In addition, this phenotype contributes to the risk of melanoma, Basal cell carcinoma and Squamous cell carcinoma, and the genes contribute to skin disease risks, in addition to skin phenotypes [13,14,15,16,17,18,19]. IRF4, MC1, and SLC45A2 were identified as significant loci associated with sensitive skin [12], and these genes are also associated with pigmentation [20], melanogenesis [21,22], and skin-related cancer [23]. Studies have shown that the EGFG, MMP16 and COL17A1 genes are associated with an increased risk of developing wrinkles, in addition to skin pore size [24]. An SNP located proximal to TGIF1 is related to sagging eyelids [25], and the STXBP5L locus is related to facial photoaging [26]. An SNP located upstream of the Patched-1 gene was identified as being related to stress-induced skin conditions and aging [27], and Myc interacts with skin hydration [28].

Skin undergoes decreases in moisture, elasticity, and luster due to aging and external factors, resulting in increased wrinkle depth and the hyperpigmentation of blemishes [29]. Previous studies have confirmed similar trends in age-specific skin phenotype measurements. In a previous study, age increased the measured value of wrinkles and slightly increased pigmentation. However, the measured values of moisture and oil contents decreased with age [30].

Environmental changes and personal life patterns are considered external factors for skin aging [31,32,33], and a genetic approach to skin aging is necessary to better understand individual skin characteristics. A recent study reported new genomic loci [34,35] related to pigmented facial spots in Koreans and identified SNPs associated with melanin, gloss, hydration, wrinkles, and elasticity [29]. However, few studies have investigated the genetic basis of skin phenotypes among Koreans.

This research team previously performed GWASs of skin characteristics among 1079 Korean subjects and identified 23 genes related to skin characteristics [30]. Five cosmetic phenotypes (wrinkles, moisture content, pigmentation, oil content, and sensitivity) were evaluated. This GWAS identified SNPs in 23 genes for the five skin phenotypes, including two loci associated with both wrinkles and pigmentation (FCRL5 and OCA2), four wrinkle-related genes (FCRL5, REEP3, ADSS, and SPTLC1), five moisture-related genes (TBS4, TRPM3, CEMIP2, CTSH, and TTC39C), six pigmentation-related genes (OCA2, NCLN, TNS1, CDC42BPA, HS3ST4, and UNCX), five oil-related genes (SYN2, CNDP1, GAS6, INSR, and TNFRSF19), and the sensitivity-related gene CREB5. This present study aimed to determine whether these of 23 previously reported genes could be validated as significant genetic contributors in the new sample of 261 participants.

Problem set:
1: In the skin genetics excerpt, which gene did the earlier GWAS link to sensitivity?
2: Write out the part of the skin genetics excerpt between "Skin undergoes decreases" and "with age [30].", inclusive.

Data listing:
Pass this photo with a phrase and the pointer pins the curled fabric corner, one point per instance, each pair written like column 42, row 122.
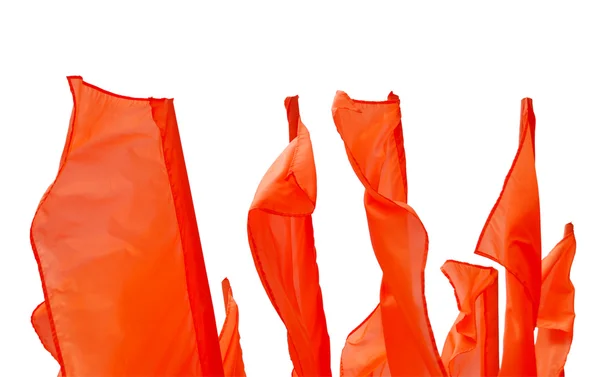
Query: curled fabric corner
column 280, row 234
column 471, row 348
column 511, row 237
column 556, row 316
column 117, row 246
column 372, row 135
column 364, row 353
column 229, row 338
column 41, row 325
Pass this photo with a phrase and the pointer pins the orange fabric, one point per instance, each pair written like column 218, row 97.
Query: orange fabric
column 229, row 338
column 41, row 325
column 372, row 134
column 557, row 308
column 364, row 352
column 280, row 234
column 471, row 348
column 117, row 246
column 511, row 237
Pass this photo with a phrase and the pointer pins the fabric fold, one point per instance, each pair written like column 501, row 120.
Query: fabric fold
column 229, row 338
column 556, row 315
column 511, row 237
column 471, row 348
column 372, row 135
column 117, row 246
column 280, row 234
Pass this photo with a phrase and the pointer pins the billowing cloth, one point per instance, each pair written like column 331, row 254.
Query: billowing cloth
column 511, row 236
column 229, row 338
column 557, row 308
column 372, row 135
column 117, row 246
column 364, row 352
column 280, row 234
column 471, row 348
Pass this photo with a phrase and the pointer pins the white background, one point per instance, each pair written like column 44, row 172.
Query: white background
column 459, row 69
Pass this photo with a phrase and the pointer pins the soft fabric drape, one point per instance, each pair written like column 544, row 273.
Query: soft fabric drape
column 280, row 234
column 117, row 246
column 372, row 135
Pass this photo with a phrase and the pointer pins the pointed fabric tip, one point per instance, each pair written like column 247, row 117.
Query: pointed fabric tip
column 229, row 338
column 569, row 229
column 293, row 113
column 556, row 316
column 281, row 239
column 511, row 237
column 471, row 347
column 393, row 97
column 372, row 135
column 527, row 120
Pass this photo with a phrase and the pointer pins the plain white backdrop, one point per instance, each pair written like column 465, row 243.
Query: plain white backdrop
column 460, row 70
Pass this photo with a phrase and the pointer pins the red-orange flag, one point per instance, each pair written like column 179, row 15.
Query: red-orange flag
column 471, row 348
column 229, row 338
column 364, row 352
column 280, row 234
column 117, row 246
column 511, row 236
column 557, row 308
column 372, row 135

Answers to the tasks:
1: CREB5

2:
Skin undergoes decreases in moisture, elasticity, and luster due to aging and external factors, resulting in increased wrinkle depth and the hyperpigmentation of blemishes [29]. Previous studies have confirmed similar trends in age-specific skin phenotype measurements. In a previous study, age increased the measured value of wrinkles and slightly increased pigmentation. However, the measured values of moisture and oil contents decreased with age [30].